### EXERCISE DIRECTIONS
All of the data goes into your copy exactly as written. Images do not.

** DATA LISTING follows **

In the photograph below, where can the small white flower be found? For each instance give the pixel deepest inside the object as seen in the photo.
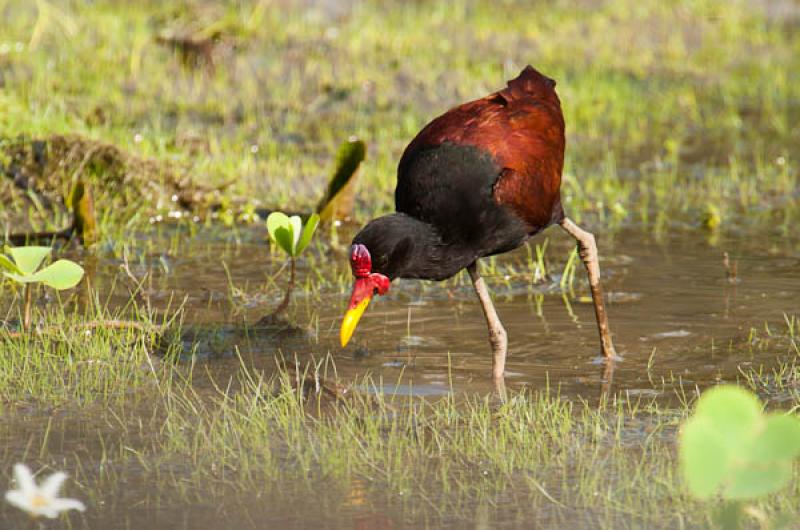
(40, 500)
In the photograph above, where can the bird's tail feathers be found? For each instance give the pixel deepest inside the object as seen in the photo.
(531, 82)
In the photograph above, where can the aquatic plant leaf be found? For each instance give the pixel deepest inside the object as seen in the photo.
(280, 230)
(8, 265)
(338, 200)
(733, 411)
(276, 220)
(63, 274)
(704, 457)
(296, 230)
(729, 447)
(28, 259)
(308, 233)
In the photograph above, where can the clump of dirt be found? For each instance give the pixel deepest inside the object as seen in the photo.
(48, 169)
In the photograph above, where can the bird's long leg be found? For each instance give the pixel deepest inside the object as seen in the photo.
(497, 334)
(587, 248)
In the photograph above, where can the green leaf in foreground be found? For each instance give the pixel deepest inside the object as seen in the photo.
(289, 233)
(28, 259)
(729, 447)
(8, 265)
(63, 274)
(308, 233)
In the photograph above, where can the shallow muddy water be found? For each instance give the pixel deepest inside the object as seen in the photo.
(673, 307)
(676, 314)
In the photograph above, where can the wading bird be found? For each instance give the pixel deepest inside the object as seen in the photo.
(477, 181)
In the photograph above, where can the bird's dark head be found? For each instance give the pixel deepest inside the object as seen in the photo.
(365, 286)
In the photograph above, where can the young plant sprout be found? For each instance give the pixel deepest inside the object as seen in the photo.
(292, 237)
(731, 450)
(20, 264)
(40, 501)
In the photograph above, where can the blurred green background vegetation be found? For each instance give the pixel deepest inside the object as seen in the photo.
(675, 110)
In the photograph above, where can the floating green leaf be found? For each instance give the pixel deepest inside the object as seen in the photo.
(63, 274)
(338, 200)
(308, 232)
(288, 232)
(8, 265)
(729, 447)
(28, 259)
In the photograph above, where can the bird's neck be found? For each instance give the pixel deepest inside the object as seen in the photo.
(404, 247)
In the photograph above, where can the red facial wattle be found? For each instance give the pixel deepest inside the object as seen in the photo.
(367, 284)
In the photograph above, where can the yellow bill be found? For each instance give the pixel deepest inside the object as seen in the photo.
(351, 319)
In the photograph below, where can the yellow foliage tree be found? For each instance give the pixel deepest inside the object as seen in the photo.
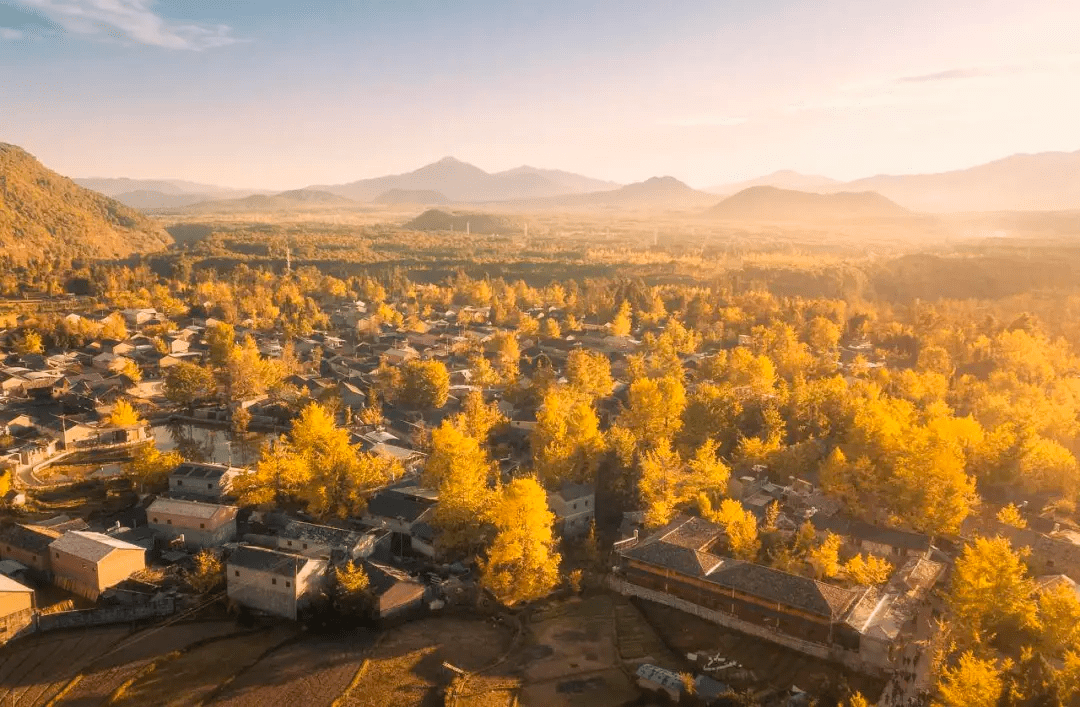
(971, 682)
(990, 589)
(868, 570)
(124, 415)
(522, 563)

** End of DATA LISTING **

### SOLUTION FOR THIS TASK
In the photograph below, where can the small white flower be found? For each instance give the pixel deepest inside the object as seen in the photo.
(40, 500)
In the photograph above, where can the bird's tail feathers be found? For each instance give the pixel deepest inside the object as seen in the photo.
(531, 82)
In the photograph above, where can the aquatic plant leaf be found? For each instance give the pixel deepest inside the object as seen in the photo.
(280, 230)
(8, 265)
(338, 200)
(733, 411)
(276, 220)
(63, 274)
(704, 457)
(296, 230)
(729, 447)
(28, 259)
(308, 233)
In the photograph above, where can the clump of dirt be found? For each instance give the pixel deepest inside the object as seen in the photo.
(48, 169)
In the photograph above, where can the bird's long leg be found? For each instance give the pixel deepest inside the object as seen in the photo.
(497, 334)
(587, 248)
In the photograph above, where can the green leaf in foreground be found? For each instance give the pixel deepest inside the object as seen in the photo.
(289, 233)
(28, 259)
(729, 447)
(8, 265)
(63, 274)
(308, 233)
In the photograph above, where can the shallow muddy water be found? For each instance give the pixel deepest inside the object as seen in the photo.
(673, 307)
(676, 314)
In the photograph above, where can the wading bird be found? For each instance give the pixel deepest inside the object as seen in the photo.
(477, 181)
In the photograph above, where can the bird's dark head be found? For each instance give the pixel deepest inside the object as seen in the photo.
(365, 286)
In the photograph above, where can the young plant sprout be found? For each instance give the pixel deepest inside the object as seen in the photo.
(292, 237)
(731, 450)
(20, 264)
(40, 501)
In the photograph above, where can the blurred green background vegetation be found? For each instance give the pixel deepest inside the object as seen in the photo.
(675, 110)
In the photograph above, where can the floating green leaf be found? For each instance give the pixel deepest inside the object as seen in the photo.
(63, 274)
(338, 200)
(308, 232)
(288, 232)
(8, 265)
(729, 447)
(28, 259)
In the photograph above, where can the bird's neck be found? For each instance give the pixel deepest inside the object as seen in the photo.
(404, 247)
In the photograph above, where can the red facial wattle be found? For each instance give the pixel deepest inside the object as seen in the photo.
(367, 284)
In the photograph above, where can the yellow bill be found? For each instance give the pixel deepest inside the object as seen in the photo.
(351, 319)
In the photograph below, where can the yellow foliage tree be found? For each instance give the pixel deepest inside the object as seen in the photo.
(971, 682)
(990, 589)
(868, 570)
(124, 415)
(522, 563)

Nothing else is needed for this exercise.